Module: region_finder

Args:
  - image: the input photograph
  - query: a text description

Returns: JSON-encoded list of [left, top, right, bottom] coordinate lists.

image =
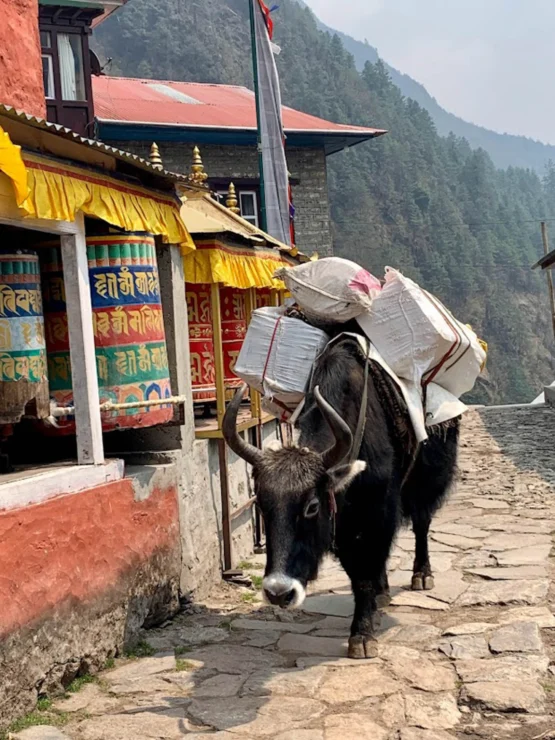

- _WHAT IS BEING ASKED_: Copy out the data above word for word, but leave out any pictures.

- _TASK OUTPUT_:
Module: region_finder

Args:
  - image: the input photograph
  - query: a text description

Returns: JSON-encoded list of [left, top, right, bottom] coordinate lists.

image =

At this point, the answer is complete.